Text block →
The present data also indicate the importance of taking into account the nature of the allegations that children make or that have been reported. Children may not differentiate and thus not remember appropriate and inappropriate touches even if they have occurred a short while before. Of course, more research is required on children’s recall of these types of touches that occur during sanctioned interactions (toileting, rubbing of buttocks). The concern is that children’s denial of these nonmemorable experiences may provoke interviewers to use suggestive questioning techniques. Although in some cases suggestions might lead to true assents, there is also the risk that they might lead to false assents, especially for children who do not remember the touches or do not understand the semantics of the questions about touching.
Before concluding, it is necessary to emphasize the limitations of the present research. The current studies examined children’s (ages 3 through 7) recall of innocuous nonpainful touches that in some circumstances could have sexual connotations. Different types of paradigms are required to determine how HFDs influence older and younger children’s recall of genital or anal touches that are also often painful.
In summary, young children of the ages tested in this study demonstrated difficulty when asked to recall innocuous events that involved touching another person or being touched by another person. Children’s difficulties in reporting touches may reflect incomplete encoding of the touch and poor semantic representation of the concept touch. HFDs were not designed to overcome these difficulties and, consequently as shown by these and other studies, do not assist children in providing accurate reports about touching.

Task objective →
Carry on the passage about children's recall of being touched, starting after its final sentence. The records that follow come from a separate source and are not related to this text.

Information shown →

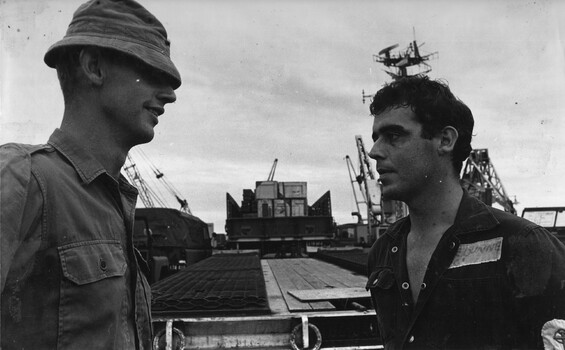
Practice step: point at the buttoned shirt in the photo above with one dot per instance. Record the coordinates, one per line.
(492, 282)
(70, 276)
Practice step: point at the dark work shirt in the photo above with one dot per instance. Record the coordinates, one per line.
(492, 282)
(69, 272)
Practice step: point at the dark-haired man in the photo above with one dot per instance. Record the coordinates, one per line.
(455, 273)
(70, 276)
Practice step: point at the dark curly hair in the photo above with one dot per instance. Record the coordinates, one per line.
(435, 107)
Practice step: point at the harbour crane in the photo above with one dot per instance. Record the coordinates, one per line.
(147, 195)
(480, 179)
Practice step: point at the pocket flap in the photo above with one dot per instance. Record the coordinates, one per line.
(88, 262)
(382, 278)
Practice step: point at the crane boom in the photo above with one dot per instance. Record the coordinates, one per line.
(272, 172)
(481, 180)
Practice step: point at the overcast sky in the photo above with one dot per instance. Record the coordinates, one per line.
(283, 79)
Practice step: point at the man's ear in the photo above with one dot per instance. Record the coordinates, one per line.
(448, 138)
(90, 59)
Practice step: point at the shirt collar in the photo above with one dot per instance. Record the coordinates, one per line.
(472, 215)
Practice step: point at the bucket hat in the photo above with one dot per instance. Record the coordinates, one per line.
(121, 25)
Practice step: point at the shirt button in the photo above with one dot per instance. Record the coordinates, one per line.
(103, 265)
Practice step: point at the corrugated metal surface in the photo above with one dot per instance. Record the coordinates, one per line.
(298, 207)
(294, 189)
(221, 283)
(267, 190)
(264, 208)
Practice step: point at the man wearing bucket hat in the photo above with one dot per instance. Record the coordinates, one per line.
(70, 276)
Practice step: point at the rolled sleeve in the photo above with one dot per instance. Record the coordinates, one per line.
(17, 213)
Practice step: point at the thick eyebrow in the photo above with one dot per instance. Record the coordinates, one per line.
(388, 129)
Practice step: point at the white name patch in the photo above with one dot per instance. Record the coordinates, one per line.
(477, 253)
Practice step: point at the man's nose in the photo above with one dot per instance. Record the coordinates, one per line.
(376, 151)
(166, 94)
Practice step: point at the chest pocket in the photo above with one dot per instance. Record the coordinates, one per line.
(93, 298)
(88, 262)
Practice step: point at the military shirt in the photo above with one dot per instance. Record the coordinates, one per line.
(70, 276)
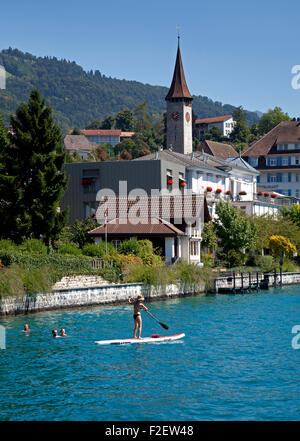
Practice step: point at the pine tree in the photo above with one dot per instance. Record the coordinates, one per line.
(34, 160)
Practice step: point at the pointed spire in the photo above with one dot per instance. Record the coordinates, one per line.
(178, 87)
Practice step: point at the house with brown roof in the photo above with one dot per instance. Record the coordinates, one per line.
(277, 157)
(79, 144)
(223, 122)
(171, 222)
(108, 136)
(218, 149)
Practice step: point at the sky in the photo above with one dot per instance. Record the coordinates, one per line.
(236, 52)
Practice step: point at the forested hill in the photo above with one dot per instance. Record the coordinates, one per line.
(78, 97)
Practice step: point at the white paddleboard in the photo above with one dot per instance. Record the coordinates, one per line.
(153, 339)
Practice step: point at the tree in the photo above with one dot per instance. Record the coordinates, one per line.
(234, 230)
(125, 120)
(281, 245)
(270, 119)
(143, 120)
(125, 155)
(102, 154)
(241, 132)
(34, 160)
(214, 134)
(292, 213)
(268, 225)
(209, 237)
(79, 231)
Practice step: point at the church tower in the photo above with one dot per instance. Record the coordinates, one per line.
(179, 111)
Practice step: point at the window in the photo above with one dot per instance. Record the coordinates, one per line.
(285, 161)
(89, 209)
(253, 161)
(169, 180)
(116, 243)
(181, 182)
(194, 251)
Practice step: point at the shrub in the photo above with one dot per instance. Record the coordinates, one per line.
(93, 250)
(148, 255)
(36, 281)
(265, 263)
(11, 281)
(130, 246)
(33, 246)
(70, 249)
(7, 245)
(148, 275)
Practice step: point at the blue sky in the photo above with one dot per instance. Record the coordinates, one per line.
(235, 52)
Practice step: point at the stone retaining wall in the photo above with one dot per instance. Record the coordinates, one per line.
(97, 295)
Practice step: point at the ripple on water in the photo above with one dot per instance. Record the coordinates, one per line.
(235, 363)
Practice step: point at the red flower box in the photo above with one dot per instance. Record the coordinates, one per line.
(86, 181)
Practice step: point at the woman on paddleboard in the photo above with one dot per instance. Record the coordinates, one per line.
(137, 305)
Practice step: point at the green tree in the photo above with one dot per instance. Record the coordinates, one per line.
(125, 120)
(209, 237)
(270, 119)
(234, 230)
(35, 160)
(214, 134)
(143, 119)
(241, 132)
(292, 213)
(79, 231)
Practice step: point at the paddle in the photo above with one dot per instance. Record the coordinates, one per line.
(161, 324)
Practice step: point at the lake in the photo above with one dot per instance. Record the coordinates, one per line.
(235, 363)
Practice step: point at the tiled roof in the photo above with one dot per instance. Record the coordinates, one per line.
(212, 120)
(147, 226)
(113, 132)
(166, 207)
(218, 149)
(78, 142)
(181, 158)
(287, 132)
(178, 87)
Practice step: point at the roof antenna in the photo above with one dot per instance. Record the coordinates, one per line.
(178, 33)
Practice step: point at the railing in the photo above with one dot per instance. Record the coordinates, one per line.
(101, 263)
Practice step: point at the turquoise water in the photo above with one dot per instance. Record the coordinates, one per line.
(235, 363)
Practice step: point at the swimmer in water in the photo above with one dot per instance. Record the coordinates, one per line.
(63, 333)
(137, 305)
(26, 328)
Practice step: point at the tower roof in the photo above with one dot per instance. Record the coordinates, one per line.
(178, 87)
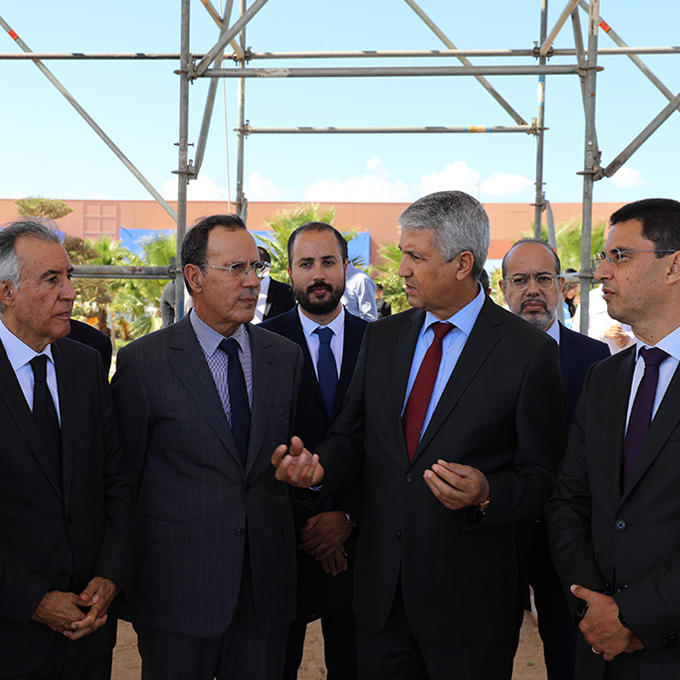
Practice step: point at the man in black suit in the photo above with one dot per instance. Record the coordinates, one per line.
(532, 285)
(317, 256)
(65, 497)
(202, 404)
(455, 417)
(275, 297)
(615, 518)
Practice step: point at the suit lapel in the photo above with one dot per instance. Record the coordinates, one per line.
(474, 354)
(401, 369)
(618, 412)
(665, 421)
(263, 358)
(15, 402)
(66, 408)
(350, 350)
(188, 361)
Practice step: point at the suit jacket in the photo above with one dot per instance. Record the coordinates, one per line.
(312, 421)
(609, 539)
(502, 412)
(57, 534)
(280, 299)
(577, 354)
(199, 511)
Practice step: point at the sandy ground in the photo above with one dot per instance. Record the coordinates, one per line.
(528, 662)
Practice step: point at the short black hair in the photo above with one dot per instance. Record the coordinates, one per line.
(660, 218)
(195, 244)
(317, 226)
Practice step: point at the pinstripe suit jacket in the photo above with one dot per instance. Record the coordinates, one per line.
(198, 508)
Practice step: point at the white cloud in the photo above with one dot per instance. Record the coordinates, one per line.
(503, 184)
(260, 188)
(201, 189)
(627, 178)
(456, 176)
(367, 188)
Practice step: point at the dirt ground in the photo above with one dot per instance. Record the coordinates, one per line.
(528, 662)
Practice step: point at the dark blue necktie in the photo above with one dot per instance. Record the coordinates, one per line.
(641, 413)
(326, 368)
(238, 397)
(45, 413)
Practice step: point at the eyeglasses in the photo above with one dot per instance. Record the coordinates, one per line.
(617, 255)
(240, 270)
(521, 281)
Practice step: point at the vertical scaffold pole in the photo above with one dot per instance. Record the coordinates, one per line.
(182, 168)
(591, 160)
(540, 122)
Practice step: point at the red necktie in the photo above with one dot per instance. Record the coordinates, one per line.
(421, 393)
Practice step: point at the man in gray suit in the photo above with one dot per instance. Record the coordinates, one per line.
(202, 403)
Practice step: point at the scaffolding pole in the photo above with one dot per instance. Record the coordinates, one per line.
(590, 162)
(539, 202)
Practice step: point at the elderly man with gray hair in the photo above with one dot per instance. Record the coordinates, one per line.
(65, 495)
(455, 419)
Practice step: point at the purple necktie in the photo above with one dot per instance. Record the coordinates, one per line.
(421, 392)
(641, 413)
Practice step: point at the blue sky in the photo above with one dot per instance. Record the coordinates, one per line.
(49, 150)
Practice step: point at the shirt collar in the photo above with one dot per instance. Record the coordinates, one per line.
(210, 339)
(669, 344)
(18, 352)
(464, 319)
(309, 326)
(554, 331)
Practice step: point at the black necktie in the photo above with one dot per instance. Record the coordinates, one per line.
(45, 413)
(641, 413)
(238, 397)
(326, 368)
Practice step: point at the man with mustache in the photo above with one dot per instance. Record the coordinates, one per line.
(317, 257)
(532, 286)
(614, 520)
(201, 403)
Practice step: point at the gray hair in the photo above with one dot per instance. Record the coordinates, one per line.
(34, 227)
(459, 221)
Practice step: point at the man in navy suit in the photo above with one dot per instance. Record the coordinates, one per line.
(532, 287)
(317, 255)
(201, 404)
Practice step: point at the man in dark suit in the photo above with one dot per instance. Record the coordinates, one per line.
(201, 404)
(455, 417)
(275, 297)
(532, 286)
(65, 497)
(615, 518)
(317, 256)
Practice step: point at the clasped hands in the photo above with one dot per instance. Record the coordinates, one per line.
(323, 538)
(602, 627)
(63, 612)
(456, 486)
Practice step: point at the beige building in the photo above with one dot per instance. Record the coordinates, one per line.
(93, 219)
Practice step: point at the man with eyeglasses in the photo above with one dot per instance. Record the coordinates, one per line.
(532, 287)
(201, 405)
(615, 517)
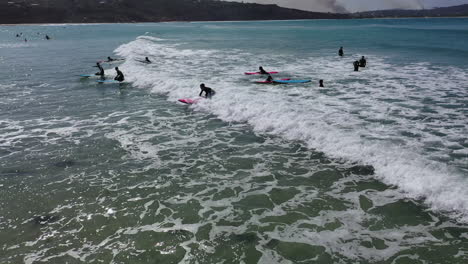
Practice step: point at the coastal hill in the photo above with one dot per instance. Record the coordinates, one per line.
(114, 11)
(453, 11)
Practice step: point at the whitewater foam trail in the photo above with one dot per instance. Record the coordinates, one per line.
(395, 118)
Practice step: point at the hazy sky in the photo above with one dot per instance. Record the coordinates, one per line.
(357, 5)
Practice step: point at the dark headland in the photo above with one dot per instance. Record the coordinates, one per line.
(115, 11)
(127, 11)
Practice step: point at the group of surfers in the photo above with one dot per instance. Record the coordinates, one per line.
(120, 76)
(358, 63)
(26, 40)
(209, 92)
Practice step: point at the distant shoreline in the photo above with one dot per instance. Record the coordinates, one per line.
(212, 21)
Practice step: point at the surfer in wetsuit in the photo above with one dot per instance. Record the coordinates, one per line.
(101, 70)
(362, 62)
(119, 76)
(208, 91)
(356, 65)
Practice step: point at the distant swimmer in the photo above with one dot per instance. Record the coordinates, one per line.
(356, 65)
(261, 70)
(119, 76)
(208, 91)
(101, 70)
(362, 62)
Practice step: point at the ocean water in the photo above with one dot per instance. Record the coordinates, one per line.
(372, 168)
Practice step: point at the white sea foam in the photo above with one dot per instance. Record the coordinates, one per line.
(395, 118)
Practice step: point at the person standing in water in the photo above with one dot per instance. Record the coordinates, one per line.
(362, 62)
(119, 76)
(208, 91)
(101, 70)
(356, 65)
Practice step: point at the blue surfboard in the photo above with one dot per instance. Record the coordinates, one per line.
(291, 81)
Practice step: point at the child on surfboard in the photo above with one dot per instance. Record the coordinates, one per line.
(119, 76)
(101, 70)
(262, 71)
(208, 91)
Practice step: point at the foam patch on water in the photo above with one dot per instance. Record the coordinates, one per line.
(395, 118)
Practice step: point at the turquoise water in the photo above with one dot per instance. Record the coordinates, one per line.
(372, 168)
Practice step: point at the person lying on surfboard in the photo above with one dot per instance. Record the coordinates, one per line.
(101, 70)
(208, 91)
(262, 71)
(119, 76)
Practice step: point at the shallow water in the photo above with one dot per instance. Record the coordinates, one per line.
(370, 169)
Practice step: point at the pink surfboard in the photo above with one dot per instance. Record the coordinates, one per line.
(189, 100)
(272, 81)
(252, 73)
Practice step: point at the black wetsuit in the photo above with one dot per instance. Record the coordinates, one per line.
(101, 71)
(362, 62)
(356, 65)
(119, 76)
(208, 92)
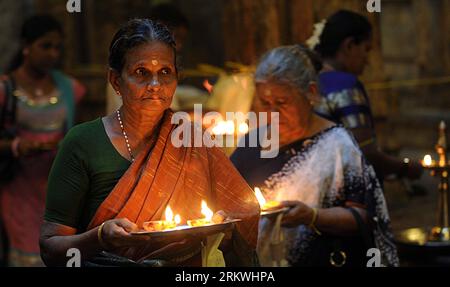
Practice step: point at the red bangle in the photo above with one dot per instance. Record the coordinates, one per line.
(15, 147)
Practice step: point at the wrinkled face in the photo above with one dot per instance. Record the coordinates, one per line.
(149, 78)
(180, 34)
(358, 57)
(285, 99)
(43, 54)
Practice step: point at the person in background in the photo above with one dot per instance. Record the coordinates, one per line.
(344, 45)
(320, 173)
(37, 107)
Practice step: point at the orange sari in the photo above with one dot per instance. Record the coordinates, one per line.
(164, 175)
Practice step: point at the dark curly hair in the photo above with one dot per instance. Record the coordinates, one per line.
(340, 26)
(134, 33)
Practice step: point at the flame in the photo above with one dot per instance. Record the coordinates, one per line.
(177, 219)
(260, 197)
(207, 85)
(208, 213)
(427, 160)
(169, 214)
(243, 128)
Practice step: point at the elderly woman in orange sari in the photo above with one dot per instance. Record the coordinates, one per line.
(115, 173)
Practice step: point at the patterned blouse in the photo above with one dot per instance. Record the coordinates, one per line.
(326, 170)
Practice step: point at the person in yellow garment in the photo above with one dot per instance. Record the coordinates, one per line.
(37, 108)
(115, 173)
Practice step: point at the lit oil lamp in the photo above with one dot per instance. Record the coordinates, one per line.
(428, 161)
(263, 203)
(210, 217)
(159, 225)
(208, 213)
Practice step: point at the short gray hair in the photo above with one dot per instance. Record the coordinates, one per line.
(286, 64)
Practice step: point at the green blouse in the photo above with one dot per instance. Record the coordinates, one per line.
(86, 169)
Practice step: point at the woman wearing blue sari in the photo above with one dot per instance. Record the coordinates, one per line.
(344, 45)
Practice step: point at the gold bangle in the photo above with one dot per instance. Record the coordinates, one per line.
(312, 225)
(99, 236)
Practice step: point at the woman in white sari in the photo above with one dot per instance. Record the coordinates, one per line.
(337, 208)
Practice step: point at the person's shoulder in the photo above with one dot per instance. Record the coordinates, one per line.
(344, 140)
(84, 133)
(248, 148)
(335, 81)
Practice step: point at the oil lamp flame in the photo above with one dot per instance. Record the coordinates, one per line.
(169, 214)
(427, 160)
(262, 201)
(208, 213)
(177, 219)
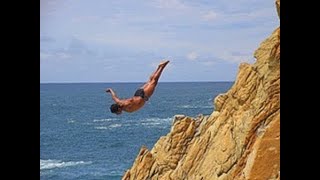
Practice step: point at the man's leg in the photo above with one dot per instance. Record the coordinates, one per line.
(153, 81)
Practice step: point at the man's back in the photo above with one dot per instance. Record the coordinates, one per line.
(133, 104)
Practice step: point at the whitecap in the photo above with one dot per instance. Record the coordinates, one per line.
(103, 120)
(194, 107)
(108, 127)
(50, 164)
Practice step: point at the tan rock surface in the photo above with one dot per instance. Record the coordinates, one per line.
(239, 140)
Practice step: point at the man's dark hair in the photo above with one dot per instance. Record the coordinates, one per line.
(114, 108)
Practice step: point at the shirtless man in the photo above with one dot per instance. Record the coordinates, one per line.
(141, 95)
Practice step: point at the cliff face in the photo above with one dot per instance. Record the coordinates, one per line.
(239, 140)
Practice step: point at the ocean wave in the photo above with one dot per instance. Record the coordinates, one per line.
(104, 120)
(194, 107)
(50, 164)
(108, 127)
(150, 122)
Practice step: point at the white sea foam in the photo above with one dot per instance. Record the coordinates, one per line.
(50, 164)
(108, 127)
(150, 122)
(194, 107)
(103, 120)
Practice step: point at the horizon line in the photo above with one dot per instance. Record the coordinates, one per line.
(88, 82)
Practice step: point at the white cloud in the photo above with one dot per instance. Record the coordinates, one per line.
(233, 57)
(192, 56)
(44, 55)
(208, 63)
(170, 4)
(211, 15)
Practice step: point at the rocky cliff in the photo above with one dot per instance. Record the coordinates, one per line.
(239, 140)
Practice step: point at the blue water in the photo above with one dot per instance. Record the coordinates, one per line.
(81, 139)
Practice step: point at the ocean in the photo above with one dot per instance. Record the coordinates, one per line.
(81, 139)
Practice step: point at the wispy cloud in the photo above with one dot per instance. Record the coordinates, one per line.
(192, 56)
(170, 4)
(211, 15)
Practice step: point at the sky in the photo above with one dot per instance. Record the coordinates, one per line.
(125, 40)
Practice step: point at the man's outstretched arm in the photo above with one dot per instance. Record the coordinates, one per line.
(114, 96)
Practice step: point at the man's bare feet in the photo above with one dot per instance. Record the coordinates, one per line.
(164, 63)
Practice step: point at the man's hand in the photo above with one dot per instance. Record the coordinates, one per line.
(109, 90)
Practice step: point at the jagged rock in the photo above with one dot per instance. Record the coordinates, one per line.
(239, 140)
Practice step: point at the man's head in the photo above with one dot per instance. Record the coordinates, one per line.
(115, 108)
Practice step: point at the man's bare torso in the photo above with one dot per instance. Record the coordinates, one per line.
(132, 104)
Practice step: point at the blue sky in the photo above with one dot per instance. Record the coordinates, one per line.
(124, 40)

Answer box →
This research was supported by Grant 5R01HD52034 from National Institute of Child Health and Human Development.
I would like to thank Chuck Brainerd for his help on the article and Kate Ollerhead for her help on all aspects of this project.
1It is not a perfect match, but the studies share the following elements. All the children in Aldridge et al. (2004) had mentioned touch during the free recall with follow-up verbal questions. This is analogous to the present verbal 1 condition where children were asked open-ended questions about the magic show followed by specific questions about touching. In both studies, the HFD 2nd condition is the same with one exception. In the present study, the HFD questions repeated the specific verbal questions. In Aldridge et al., it is not known how many of the HFD questions requested information already presented in the full verbal protocol, although it is clear that the children were asked about touching in both phases of the interview.